>> START

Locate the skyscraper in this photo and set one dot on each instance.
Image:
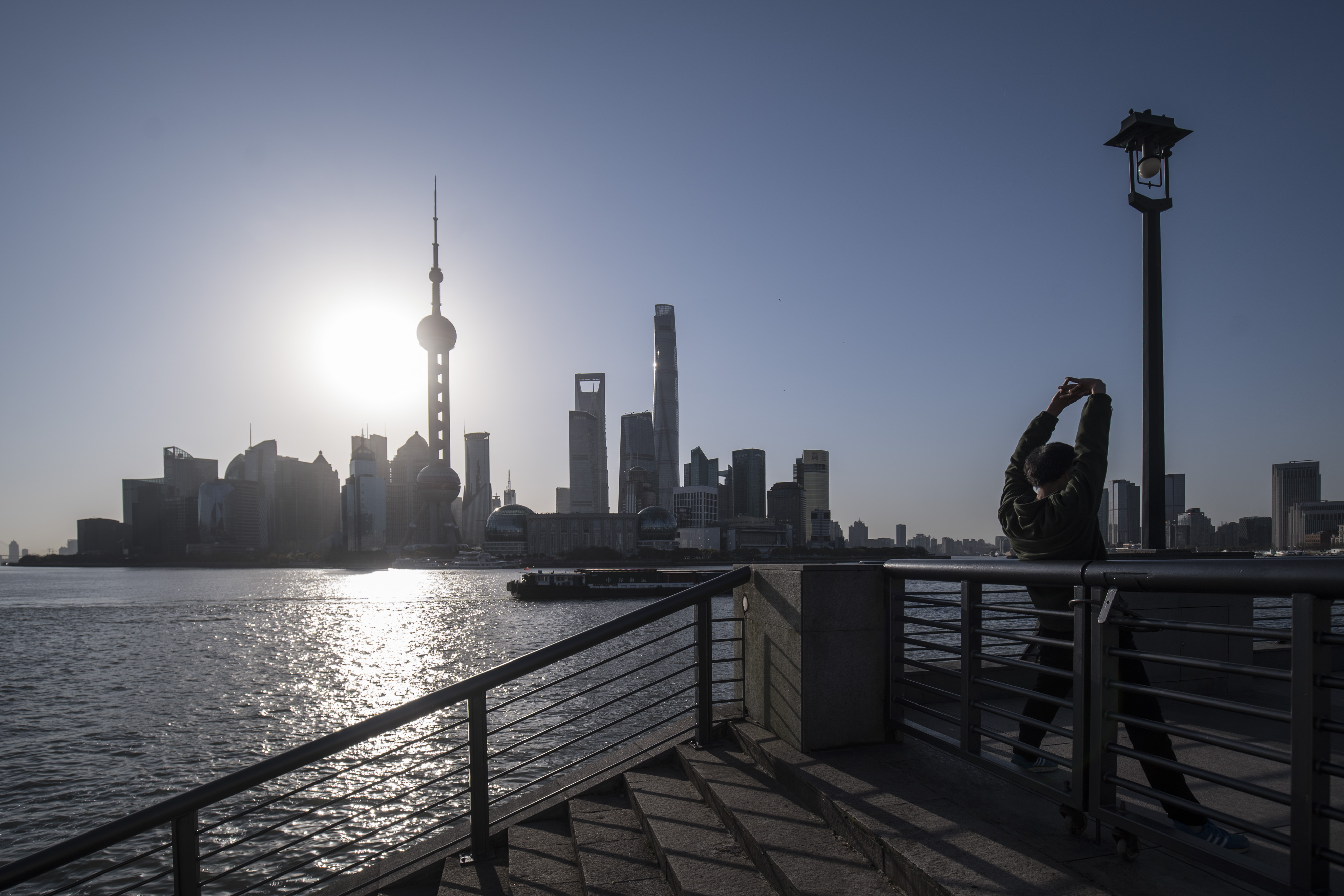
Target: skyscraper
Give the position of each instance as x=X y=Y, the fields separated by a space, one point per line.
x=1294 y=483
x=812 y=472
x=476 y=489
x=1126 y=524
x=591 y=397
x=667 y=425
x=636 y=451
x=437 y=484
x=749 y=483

>> END

*Do this*:
Reproduce the records above word for word, omitting the pictures.

*Exercise answer*:
Locate the skyscraper in this photo and set one dot on each instance.
Image:
Target: skyscraper
Give the position of each instance as x=X y=Y, the fields separated by a space, one point per line.
x=1294 y=483
x=812 y=472
x=476 y=489
x=1126 y=524
x=591 y=397
x=667 y=425
x=636 y=451
x=437 y=484
x=749 y=483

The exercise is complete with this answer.